Could you reproduce every record below exactly, excluding all pictures?
______
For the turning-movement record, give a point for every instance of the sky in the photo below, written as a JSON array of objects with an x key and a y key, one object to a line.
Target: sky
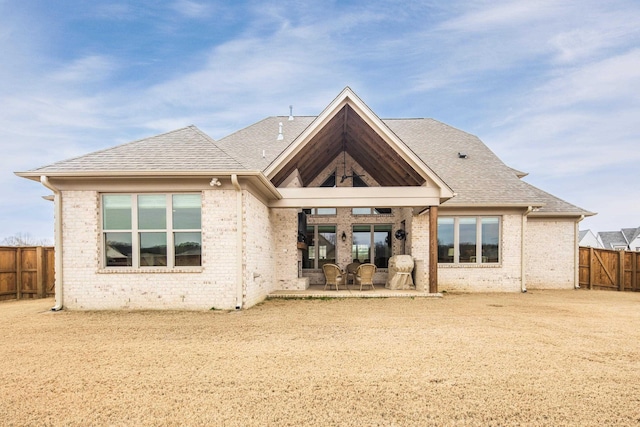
[{"x": 552, "y": 87}]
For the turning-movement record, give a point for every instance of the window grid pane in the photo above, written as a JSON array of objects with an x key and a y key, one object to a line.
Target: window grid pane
______
- Written solution:
For the turning-movement record, give a point for every instance of the sky in the photo below, written as a JSON array of objects with an x key and a y key, one object to a line.
Target: sky
[{"x": 552, "y": 87}]
For the turning-movement record, give a point for every instance of the window grid pane in the photo above, written as a JSON array of objects with an x key and a y key, one object to a line.
Target: window grid pane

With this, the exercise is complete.